A block of data
+ + + + + + +

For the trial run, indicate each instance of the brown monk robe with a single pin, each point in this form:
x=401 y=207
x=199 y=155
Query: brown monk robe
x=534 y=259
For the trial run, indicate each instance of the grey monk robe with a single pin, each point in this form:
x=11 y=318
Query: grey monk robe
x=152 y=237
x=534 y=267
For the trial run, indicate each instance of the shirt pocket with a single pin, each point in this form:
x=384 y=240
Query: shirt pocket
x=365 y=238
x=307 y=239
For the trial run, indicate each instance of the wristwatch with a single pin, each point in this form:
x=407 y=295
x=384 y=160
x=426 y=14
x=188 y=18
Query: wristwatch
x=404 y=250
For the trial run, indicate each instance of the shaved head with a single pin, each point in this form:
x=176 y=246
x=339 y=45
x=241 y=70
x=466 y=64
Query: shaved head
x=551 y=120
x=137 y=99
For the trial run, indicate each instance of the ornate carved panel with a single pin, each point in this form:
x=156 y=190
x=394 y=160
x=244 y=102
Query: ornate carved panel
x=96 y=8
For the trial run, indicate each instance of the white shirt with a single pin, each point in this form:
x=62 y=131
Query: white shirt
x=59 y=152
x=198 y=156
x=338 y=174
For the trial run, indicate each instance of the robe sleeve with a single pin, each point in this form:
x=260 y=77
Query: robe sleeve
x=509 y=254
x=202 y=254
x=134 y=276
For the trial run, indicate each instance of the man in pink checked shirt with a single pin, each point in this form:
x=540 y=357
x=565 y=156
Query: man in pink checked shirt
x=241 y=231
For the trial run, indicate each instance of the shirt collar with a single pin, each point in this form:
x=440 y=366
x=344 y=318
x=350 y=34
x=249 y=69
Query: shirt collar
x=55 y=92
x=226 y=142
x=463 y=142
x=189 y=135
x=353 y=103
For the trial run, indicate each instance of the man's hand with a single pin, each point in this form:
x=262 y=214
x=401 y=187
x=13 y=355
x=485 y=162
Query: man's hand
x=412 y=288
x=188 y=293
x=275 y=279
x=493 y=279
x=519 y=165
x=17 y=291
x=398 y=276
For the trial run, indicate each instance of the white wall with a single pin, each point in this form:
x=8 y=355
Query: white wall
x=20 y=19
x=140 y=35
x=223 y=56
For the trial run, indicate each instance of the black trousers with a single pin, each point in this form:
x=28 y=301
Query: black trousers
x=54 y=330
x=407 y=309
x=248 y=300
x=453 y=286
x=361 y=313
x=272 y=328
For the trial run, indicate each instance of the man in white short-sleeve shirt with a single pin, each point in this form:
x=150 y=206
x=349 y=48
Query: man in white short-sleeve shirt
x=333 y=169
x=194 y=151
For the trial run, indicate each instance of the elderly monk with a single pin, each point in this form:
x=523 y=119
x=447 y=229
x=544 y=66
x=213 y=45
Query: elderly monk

+ + + + + + +

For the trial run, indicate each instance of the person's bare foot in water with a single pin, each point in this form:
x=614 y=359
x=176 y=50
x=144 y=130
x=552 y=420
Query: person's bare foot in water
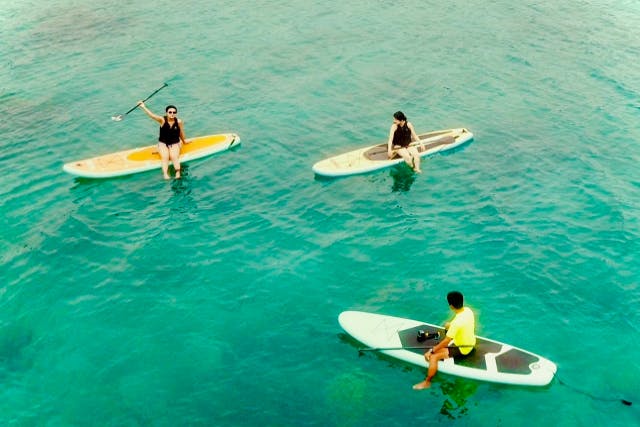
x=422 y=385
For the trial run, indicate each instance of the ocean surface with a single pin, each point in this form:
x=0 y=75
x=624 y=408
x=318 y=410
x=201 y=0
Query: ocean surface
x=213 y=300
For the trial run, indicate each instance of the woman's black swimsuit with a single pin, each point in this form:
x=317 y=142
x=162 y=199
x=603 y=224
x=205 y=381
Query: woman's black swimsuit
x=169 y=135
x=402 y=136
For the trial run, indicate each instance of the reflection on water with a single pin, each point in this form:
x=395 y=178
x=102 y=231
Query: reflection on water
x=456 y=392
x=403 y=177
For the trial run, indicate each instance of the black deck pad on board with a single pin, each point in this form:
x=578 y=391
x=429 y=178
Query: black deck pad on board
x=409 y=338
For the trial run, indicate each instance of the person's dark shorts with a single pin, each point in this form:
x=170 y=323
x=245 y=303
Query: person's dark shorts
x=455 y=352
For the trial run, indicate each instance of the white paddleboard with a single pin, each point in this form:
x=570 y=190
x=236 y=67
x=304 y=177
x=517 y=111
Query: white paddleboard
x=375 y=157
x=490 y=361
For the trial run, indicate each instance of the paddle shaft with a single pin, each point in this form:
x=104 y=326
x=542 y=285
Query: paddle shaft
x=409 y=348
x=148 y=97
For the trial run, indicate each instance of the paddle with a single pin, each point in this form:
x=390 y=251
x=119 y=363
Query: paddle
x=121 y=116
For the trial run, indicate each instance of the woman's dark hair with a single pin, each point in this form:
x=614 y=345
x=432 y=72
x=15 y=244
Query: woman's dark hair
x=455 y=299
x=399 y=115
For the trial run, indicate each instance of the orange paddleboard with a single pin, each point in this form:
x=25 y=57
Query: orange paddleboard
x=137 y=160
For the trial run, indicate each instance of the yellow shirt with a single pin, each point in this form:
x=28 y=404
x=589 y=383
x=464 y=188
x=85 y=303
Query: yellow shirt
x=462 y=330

+ + + + + + +

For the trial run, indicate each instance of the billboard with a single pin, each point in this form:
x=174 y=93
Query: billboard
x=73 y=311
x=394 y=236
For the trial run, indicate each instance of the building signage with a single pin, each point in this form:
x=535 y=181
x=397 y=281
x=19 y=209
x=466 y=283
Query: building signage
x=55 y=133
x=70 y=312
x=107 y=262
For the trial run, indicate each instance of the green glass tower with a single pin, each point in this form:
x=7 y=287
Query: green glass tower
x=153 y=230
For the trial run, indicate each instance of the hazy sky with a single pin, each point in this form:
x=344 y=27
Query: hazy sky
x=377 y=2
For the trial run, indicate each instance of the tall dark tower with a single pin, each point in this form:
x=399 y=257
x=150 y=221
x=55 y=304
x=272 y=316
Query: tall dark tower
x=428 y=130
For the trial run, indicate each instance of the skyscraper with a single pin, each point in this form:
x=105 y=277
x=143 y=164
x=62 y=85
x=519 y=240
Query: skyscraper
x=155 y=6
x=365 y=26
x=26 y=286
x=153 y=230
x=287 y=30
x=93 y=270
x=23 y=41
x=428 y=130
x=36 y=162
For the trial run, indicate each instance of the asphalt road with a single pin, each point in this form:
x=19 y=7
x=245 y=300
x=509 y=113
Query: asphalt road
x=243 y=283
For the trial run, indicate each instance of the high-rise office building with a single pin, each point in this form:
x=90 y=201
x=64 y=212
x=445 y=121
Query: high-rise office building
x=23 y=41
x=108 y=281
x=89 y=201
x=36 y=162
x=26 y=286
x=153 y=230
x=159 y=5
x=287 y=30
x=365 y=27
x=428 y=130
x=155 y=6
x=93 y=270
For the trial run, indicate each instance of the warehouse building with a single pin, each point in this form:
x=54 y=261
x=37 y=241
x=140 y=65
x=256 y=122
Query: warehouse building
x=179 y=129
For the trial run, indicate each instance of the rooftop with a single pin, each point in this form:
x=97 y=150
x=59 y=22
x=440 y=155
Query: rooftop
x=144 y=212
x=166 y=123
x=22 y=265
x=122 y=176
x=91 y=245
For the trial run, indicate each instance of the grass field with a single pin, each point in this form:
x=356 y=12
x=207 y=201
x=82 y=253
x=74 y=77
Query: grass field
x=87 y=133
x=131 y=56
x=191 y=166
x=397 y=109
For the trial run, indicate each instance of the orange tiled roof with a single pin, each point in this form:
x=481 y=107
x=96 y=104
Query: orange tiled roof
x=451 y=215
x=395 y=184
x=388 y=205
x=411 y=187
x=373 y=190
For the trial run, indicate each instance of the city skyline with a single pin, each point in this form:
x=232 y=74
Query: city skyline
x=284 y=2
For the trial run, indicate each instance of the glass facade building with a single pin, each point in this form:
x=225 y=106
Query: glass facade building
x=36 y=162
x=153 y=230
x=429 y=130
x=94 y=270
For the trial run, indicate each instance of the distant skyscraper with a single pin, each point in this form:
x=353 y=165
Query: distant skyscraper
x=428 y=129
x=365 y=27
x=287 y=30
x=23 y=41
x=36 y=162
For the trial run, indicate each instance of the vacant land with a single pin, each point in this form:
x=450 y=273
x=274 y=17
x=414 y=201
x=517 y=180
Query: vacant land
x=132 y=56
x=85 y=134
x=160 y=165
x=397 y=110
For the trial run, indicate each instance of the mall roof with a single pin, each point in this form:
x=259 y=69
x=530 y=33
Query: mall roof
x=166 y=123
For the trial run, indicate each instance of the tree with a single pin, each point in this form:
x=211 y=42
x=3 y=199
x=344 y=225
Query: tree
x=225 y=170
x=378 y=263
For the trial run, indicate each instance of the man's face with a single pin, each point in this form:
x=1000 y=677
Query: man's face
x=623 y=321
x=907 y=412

+ + + + + + +

● **DIRECTIONS FOR THIS TASK**
Copy the records word for word, beginning at the line that contains "For the trial run, indicate each instance of the paddle with" and stopping after the line that contains "x=399 y=115".

● **TASK SOLUTION**
For the trial run, indicate each instance of the paddle with a single pin, each point in this form:
x=390 y=251
x=119 y=363
Query: paddle
x=121 y=116
For the trial run, indicate each instance of the woman's dark hair with a single pin, each point in this form:
x=614 y=345
x=432 y=72
x=15 y=244
Query: woman's dark hair
x=455 y=299
x=399 y=115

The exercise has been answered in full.